» **Exercise a**:
Return each line of the records below that contains the string "trace".

» **Text extract**:
# Fall walks



## debrawade10 (Oct 10, 2013)

We have had beautiful weather lately, hope everyone has a wonderful weekend.


----------



## Photobuff42 (Mar 3, 2014)

Your crew seems to be enjoying the Fall in New York!


----------



## susan davis (Mar 25, 2011)

It has been crazy windy here in Chicagoland! Winds up to 60mph in some places. Garbage cans all over the place where I live! What a clean-up.! Branches down too. Fortunately no complete trees.


----------



## elaina (Jul 1, 2008)

Our weather has been great too for November ! we have some days coming up in in the 60's next week too. love the pics. Lily , Raisin, and Mia all look beautiful as usual and i'm so happy to see that Raisin and Mia are wearing there new buddy belts


----------



## debrawade10 (Oct 10, 2013)

Photobuff42 said:


> Your crew seems to be enjoying the Fall in New York!


We have been Kay...it is going to be colder than we are ready for this weekend! So glad we got out lots this week.


----------



## debrawade10 (Oct 10, 2013)

susan davis said:


> It has been crazy windy here in Chicagoland! Winds up to 60mph in some places. Garbage cans all over the place where I live! What a clean-up.! Branches down too. Fortunately no complete trees.


I heard about the wind in the mid west!! Wow, I hope it has calmed down today. We are getting it this weekend. We did have lots of major gusts this morning, Lily thought she was going to be blown away. She literally laid down on the ground, bless her heart.


----------



## Jessicashield (Feb 13, 2015)

Looks like you have a love walk  it's nice to see the dogs settling into ny


----------



## Chiluv04 (Dec 19, 2013)

Lovely pics. Sometimes change is good. Positive change is just another way of building new memories and adding to the ones you already have. It's a new chapter in life. Enjoy your time in New York, embrace fall and Christmas with open arms, it'll be over before you know it .


----------



## debrawade10 (Oct 10, 2013)

Jessicashield said:


> Looks like you have a love walk  it's nice to see the dogs settling into ny


The weather has been fabulous here last week..50's to 60's. Perfect to get out and enjoy the afternoons. What is your weather like this time of year?


----------



## debrawade10 (Oct 10, 2013)

Chiluv04 said:


> Lovely pics. Sometimes change is good. Positive change is just another way of building new memories and adding to the ones you already have. It's a new chapter in life. Enjoy your time in New York, embrace fall and Christmas with open arms, it'll be over before you know it .

» **Exercise b**:
Write what comes next in the forum thread about fall walks above, picking up right after its final sentence.

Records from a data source
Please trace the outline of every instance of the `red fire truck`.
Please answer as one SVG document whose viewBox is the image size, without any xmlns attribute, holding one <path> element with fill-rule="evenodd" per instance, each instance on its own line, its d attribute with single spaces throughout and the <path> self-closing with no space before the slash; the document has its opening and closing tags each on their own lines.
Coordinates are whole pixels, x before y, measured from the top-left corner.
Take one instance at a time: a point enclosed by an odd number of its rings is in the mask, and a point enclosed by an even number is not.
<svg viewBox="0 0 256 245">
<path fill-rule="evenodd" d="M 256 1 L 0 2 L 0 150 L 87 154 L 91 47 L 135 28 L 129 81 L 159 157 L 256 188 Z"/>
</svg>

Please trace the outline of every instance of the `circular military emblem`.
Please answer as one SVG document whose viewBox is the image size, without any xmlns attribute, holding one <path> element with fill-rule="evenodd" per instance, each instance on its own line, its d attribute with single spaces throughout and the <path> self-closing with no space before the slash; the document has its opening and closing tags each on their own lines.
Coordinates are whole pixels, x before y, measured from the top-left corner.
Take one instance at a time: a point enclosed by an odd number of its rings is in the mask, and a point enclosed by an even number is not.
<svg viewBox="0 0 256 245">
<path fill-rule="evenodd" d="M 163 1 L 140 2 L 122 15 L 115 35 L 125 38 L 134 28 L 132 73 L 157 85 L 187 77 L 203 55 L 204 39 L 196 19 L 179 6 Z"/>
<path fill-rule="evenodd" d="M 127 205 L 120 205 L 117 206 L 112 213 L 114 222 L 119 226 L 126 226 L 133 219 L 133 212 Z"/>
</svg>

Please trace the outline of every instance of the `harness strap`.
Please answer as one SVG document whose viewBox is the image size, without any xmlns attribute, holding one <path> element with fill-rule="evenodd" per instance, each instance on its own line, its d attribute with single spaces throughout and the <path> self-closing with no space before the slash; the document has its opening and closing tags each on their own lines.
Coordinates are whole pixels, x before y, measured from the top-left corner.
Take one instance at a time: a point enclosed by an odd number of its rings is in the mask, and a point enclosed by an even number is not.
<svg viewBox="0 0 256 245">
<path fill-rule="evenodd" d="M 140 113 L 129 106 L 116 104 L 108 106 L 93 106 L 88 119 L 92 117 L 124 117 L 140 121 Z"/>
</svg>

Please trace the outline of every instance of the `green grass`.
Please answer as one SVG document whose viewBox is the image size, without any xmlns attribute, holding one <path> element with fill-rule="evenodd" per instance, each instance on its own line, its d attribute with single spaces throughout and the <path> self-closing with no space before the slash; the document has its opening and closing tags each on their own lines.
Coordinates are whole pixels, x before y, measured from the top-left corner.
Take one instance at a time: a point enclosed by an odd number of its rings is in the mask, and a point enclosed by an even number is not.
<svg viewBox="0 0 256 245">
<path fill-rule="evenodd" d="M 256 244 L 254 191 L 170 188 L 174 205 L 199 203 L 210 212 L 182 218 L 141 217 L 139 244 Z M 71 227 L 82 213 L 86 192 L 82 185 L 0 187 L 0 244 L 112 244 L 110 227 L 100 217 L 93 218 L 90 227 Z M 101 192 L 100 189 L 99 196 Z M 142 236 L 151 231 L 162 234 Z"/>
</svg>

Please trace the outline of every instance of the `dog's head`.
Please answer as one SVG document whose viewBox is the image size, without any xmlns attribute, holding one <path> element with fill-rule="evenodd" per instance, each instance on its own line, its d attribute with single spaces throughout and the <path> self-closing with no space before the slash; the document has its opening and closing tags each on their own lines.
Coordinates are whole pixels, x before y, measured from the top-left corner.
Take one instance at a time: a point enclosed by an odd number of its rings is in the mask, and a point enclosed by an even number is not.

» **Right answer a**:
Please trace the outline of every instance of the `red fire truck`.
Please trace the outline of every instance of the `circular military emblem`.
Please trace the outline of every instance of the `harness strap`.
Please trace the outline of every instance of the `green grass`.
Please trace the outline of every instance of the `dog's head`.

» **Right answer b**:
So true Meoshia! You have a beautiful outlook on life. I have really enjoyed traveling around this beautiful area. We love the restaurants and wandering around these little towns shopping. Being here for three months or so gives us time to get to know the area. We are planning a trip to Downtown NY around the second weekend in Dec. to shop and enjoy the big city Christmas.


----------



## Jessicashield (Feb 13, 2015)

debrawade10 said:


> The weather has been fabulous here last week..50's to 60's. Perfect to get out and enjoy the afternoons. What is your weather like this time of year?


You are so lucky to have had good weather. For me it's been about 10°
this week but by next week it looks like it's going to get even colder at 3°
I'm expecting snow next month, don't know how the pups are going to react to that!


----------



## debrawade10 (Oct 10, 2013)

I can guarantee you they won't be happy! We have been in both extremes, hands down they love heat and sun.
I really struggle with the cold right now. I want them to be able to at least be able to tolerate cold. I think they do a great job of it. 
These guys are my first experience with chihuahuas and I am always surprised by their love of warmth!


----------



## AngelicMisfit13 (Apr 20, 2015)

Fall weather in California, Trinity (the ChiPin) staying warm


----------



## BasketMichele (Sep 9, 2014)

Beautiful pictures!! Looks like you had some lovely fall weather over the weekend and I bet you're all enjoying new places to explore.


----------



## debrawade10 (Oct 10, 2013)

BasketMichele said:


> Beautiful pictures!! Looks like you had some lovely fall weather over the weekend and I bet you're all enjoying new places to explore.


We are loving this area Michelle! It is nice to have several months to really get a feel for the area. Has your new little one doing? We need new pics please!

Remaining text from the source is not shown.